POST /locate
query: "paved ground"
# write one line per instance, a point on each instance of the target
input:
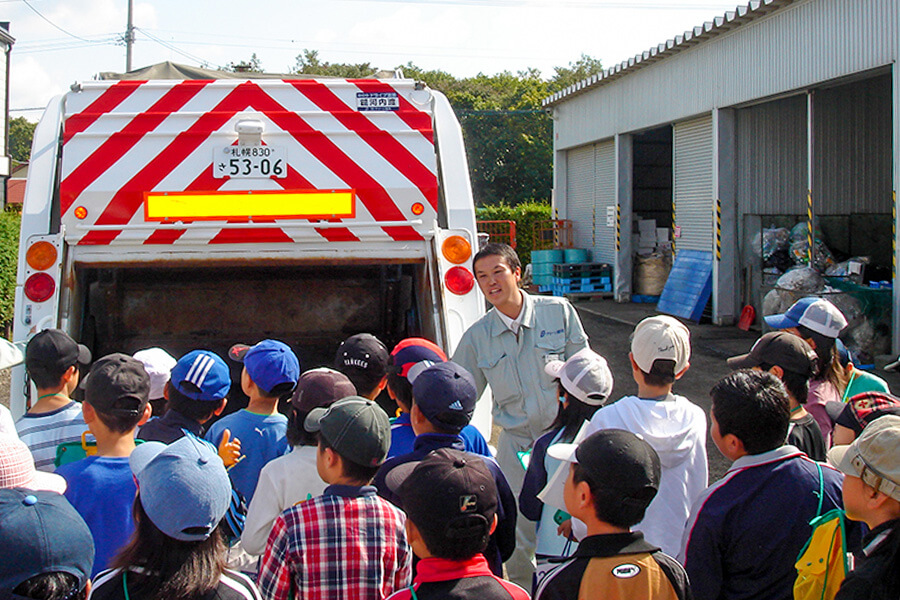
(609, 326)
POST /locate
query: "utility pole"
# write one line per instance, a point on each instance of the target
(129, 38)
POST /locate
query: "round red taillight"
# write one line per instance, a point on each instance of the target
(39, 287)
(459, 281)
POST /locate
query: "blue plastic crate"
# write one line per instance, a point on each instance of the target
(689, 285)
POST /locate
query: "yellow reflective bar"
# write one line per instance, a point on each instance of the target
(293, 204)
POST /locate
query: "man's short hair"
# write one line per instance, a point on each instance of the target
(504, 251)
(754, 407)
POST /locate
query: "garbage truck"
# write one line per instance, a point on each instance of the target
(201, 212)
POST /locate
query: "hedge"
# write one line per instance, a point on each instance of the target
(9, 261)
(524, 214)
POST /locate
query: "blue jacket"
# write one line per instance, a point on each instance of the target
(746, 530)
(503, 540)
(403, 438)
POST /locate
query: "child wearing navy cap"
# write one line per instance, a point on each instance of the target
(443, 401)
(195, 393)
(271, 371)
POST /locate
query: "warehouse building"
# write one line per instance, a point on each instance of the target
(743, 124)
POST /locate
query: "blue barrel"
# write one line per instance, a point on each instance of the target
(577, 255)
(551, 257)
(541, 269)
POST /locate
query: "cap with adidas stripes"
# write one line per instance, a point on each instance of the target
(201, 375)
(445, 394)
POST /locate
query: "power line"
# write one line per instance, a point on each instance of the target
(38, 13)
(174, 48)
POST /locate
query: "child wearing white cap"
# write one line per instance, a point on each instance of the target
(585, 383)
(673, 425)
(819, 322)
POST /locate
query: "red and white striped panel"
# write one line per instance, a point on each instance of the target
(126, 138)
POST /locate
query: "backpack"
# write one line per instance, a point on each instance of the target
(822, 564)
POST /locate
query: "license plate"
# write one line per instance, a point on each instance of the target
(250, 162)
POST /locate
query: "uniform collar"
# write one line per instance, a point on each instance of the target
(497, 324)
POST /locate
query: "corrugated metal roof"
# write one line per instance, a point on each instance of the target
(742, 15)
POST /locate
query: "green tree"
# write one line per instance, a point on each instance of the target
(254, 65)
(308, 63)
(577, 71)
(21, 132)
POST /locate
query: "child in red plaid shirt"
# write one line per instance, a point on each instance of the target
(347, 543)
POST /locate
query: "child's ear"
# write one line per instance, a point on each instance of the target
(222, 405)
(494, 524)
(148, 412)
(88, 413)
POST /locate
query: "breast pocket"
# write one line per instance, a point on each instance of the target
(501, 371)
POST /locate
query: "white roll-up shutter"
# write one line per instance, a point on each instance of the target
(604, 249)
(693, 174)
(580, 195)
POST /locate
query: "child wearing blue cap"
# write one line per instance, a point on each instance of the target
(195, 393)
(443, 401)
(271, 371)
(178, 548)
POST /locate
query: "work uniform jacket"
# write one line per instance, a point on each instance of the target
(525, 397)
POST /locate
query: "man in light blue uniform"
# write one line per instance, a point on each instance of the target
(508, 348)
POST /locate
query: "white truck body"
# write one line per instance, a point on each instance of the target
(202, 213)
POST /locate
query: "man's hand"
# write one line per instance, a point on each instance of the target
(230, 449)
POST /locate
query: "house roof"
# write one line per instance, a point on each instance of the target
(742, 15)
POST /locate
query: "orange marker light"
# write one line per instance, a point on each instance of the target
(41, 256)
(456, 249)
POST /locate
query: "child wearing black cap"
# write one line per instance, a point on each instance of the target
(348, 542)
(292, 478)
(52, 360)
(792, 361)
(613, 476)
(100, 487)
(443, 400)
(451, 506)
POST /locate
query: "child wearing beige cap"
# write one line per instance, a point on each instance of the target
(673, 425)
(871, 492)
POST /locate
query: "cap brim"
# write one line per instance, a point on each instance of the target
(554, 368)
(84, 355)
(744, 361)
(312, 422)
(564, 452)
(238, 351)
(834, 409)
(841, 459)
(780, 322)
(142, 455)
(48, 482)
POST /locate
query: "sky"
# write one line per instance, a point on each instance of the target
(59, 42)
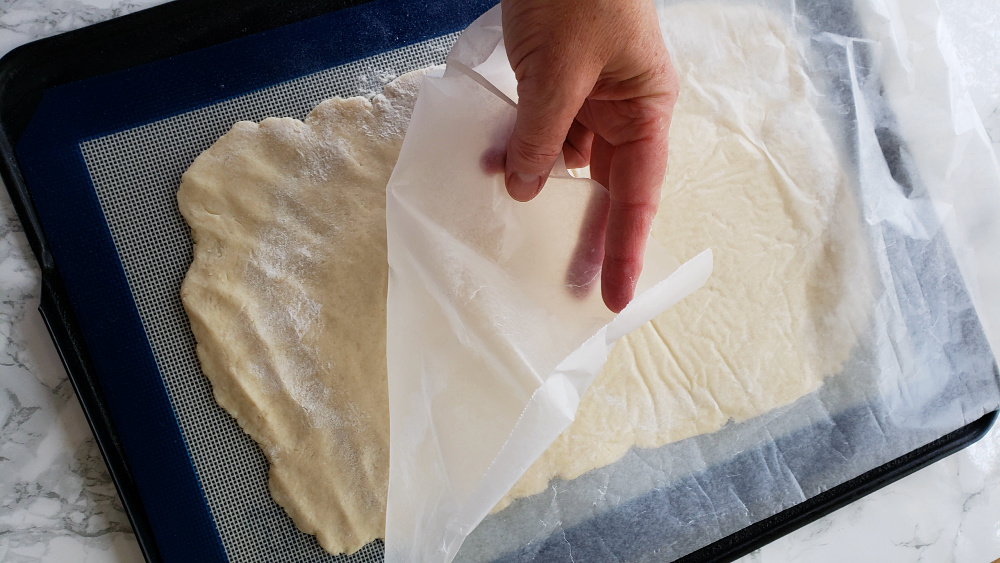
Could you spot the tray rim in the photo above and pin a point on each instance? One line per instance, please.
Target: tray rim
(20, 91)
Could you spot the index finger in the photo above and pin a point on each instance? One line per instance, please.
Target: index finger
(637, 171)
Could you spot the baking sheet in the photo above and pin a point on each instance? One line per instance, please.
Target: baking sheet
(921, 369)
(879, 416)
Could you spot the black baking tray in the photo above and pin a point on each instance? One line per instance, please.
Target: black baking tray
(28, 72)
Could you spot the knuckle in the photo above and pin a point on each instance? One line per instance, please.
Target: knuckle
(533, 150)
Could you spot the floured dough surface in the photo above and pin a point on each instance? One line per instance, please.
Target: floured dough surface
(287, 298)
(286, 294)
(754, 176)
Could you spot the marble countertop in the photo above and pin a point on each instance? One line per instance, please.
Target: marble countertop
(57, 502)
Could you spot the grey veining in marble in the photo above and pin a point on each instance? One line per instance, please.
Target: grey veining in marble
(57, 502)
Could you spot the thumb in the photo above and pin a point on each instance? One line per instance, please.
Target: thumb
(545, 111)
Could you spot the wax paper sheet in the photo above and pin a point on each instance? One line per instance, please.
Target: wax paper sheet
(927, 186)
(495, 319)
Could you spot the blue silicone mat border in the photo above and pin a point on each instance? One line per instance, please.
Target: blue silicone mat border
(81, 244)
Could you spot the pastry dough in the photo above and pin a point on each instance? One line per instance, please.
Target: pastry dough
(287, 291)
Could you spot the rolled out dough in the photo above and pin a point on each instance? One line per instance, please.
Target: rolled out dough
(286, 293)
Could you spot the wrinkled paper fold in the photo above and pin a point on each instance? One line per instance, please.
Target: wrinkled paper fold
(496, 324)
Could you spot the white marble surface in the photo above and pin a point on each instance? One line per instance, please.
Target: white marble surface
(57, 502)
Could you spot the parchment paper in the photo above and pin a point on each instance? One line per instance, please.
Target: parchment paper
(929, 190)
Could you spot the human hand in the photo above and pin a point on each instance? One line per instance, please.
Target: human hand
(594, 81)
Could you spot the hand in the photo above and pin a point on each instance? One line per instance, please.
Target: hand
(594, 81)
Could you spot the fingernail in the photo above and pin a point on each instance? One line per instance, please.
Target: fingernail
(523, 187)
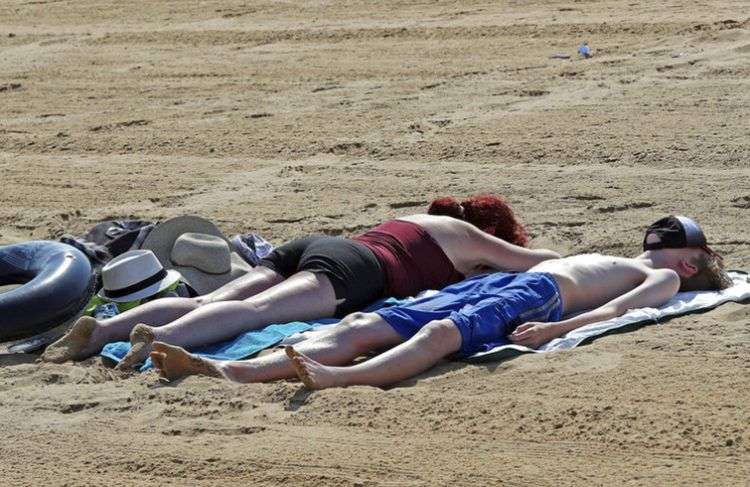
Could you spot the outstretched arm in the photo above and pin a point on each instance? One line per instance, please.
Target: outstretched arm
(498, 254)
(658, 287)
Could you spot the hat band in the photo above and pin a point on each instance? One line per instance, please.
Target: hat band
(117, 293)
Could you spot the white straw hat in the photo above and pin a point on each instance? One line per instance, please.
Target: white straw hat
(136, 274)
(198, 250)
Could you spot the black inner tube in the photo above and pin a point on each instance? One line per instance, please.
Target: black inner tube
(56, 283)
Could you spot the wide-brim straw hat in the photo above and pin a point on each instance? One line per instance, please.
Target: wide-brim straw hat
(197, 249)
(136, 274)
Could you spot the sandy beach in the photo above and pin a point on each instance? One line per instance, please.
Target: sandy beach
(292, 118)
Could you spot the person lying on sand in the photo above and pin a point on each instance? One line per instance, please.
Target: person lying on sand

────────────────

(Exercise directions) Word for word, restate all of the data, but do not copy the pictures.

(Answer section)
POST /locate
query: "paved ground"
# write one line per instance, a point on each instance of the target
input:
(609, 326)
POST /locate
query: "utility pole"
# write one line per instance, a point on each instance of the target
(129, 38)
POST /locate
query: "round red taillight"
# write one line per instance, a point on each instance of the target
(39, 287)
(459, 281)
POST /locate
query: "blue plastic crate"
# write one line per instance, a point on each instance of the target
(689, 285)
POST /locate
query: "yellow reflective bar"
# write one line per instance, a point on each instance of the target
(293, 204)
POST /locate
query: "man's short hair"
# write one line per instance, a point on each instance of the target
(504, 251)
(754, 407)
POST /locate
query: "garbage truck"
# write one line per instance, a point on each instance of the target
(201, 212)
POST /locate
query: "hedge"
# write one line per instance, a point on each instance of the target
(9, 261)
(524, 214)
POST /locate
query: "blue jacket"
# write one line per instance, a point on each instance of the target
(746, 530)
(503, 540)
(403, 438)
POST /locate
query: "child wearing navy cap"
# write one line per instance, a point on each instance of the target
(443, 401)
(195, 393)
(271, 371)
POST /locate
query: "warehouse building"
# write one line per instance, a point on each instance of the target
(743, 124)
POST /locate
query: "blue barrel"
# write one line per instance, a point on each instance of the target
(577, 255)
(551, 257)
(541, 269)
POST /locate
query: "cap with adidas stripes"
# write one line per instance, a point on each instance of the target
(201, 375)
(445, 394)
POST /locate
query: "power line"
# write one line per instance, a point on each instance of the target
(38, 13)
(174, 48)
POST /locate
query: "child wearing white cap"
# write one line per instance, a point on each instance of the target
(585, 383)
(673, 425)
(819, 322)
POST /locate
query: "red and white striped panel"
# write one line per instance, a point on each instance of the target
(126, 138)
POST /locate
query: "backpack"
# write one line per instance, a point on each instance of the target
(822, 564)
POST /locate
query: "license plate"
# write one line per instance, a point on each instance of the target
(250, 162)
POST /locate
query: "uniform collar"
# write one line per instance, a point on each instance of the target
(497, 324)
POST /locate
query: "corrugated metal roof"
# write one line per instance, a point on each instance of the target
(742, 15)
POST /locate
query: "green tree"
# write one line per instance, a point on each instance of the target
(254, 65)
(308, 63)
(577, 71)
(21, 132)
POST /locate
query: "child in red plaid shirt"
# write one line per instance, a point on each instance of the target
(347, 543)
POST /locate
query: "child's ear"
# write one line per instance, a point on each instance of the target
(222, 405)
(494, 524)
(148, 412)
(88, 413)
POST /locate
query: "breast pocket"
# write one line per instance, a point on each instance of the target
(501, 371)
POST /locate
query: "white roll-up shutter"
# write one line per instance, a point on each instance of the target
(604, 249)
(693, 174)
(580, 195)
POST /locate
query: "child wearing blue cap"
# write one line per instance, a point on each instance of the target
(195, 393)
(443, 401)
(271, 371)
(178, 548)
POST /locate
query: "work uniform jacket"
# write one line per instance, a point on each instance of the target
(525, 397)
POST /locate
query: "man in light blue uniform"
# write one line per instance, a point on each instance of the target
(508, 348)
POST /locate
query: "white truck body"
# write one line per instance, a point on each instance of the target
(202, 213)
POST /locate
query: "man's hand"
# write one line per instance, a point on each instance of the target
(230, 449)
POST /locate
query: "house roof"
# write one line per instance, a point on each instance of the target
(742, 15)
POST /locate
query: "orange marker light"
# write one line per instance, a point on each instance of the target
(41, 256)
(456, 249)
POST /locate
query: "child wearing black cap"
# write one line per instance, a point on each instance of the target
(348, 542)
(292, 478)
(52, 360)
(792, 361)
(613, 476)
(100, 487)
(443, 400)
(451, 506)
POST /locate
query: "child wearing beige cap"
# write one line per instance, a point on each instance of the target
(673, 425)
(871, 492)
POST /locate
query: "cap brim"
# write one line per instance, a point on each instance of the target
(554, 368)
(84, 355)
(744, 361)
(312, 422)
(564, 452)
(238, 351)
(834, 409)
(841, 459)
(780, 322)
(142, 455)
(48, 482)
POST /locate
query: "sky"
# write one line per instance, a point on each instance of the target
(59, 42)
Could you spot the tray rim in the photo above and pin a point on each instance? One line per instance, please.
Target: tray rim
(20, 91)
Could you spot the index finger in the photo above and pin a point on each instance? One line per instance, please.
Target: index finger
(637, 171)
Could you spot the baking sheet in the photo above and pin a point on each instance? One line per instance, please.
Target: baking sheet
(921, 369)
(879, 416)
Could you spot the black baking tray in the photo above and pin a point on each instance? One line per instance, please.
Target: black baking tray
(28, 72)
Could you spot the knuckle in the photo above and pin a point on each instance? One line per instance, please.
Target: knuckle
(533, 150)
Could you spot the floured dough surface in the photo above and pin a point on each instance? One line per instance, please.
Target: floured dough surface
(287, 298)
(286, 294)
(754, 176)
Could you spot the marble countertop in the photo above and pin a point on each instance? One line per instance, please.
Target: marble countertop
(57, 502)
Could you spot the grey veining in marble in the photo above and pin a point on each instance? One line per instance, please.
Target: grey veining in marble
(57, 502)
Could you spot the thumb in the photo above and pin a point on each instance? One line per instance, please.
Target: thumb
(545, 111)
Could you spot the wax paper sheet in the photo above and pin a point on each instance? One line per instance, please.
Target: wax paper sheet
(927, 186)
(495, 319)
Could you spot the blue silicone mat border in the photo above and pin a point on each instance? One line per instance, please.
Target: blue silicone mat border
(81, 244)
Could you spot the pastry dough in the photo above and pin a point on each instance? One line per instance, please.
Target: pastry dough
(287, 291)
Could you spot the rolled out dough in the photo above and pin a point on each instance? One line per instance, please.
Target: rolled out dough
(286, 293)
Could you spot the wrinkled paper fold in the photo above and pin a point on each instance? One line per instance, please.
Target: wrinkled paper fold
(496, 324)
Could you spot the white marble surface in the photo above and pin a point on each instance? One line per instance, please.
Target: white marble surface
(57, 502)
Could you spot the parchment paper in the photo above and pin a point on each instance? One line per instance, please.
Target: parchment paper
(929, 190)
Could you spot the human hand in the photo above and pin a point on each instance? One line per instance, please.
Target: human hand
(594, 81)
Could you spot the hand in the photo above and pin a point on each instance? One line per instance, please.
Target: hand
(594, 81)
Could you spot the fingernail in the photo above and pin a point on each instance? One line per instance, please.
Target: fingernail
(523, 187)
Could you spot the outstretched arm in the photo above and pin a point on each instance? One line per instance, please.
Target: outstretched arm
(498, 254)
(658, 287)
Could you spot the hat band in the photo above and pin a point on each instance? One line per instance, please.
Target: hat band
(117, 293)
Could you spot the white straw hat in the photo above and pin a point on each instance? One line per instance, please.
Target: white straw hat
(136, 274)
(198, 250)
Could you spot the black inner tube in the photo above and pin a point on each instance? One line per instance, please.
Target: black inner tube
(56, 283)
Could you spot the wide-brim straw hat in the photo above and pin a point on each instance? One line per instance, please.
Target: wide-brim straw hat
(197, 249)
(136, 274)
Could you spot the sandy beach in the photo above and pin a point on each instance? One line per instance, please.
Target: sandy beach
(292, 118)
Could you spot the person lying on sand in the photo above and pin a point on each instance? One line per instance, please.
Target: person lying on sand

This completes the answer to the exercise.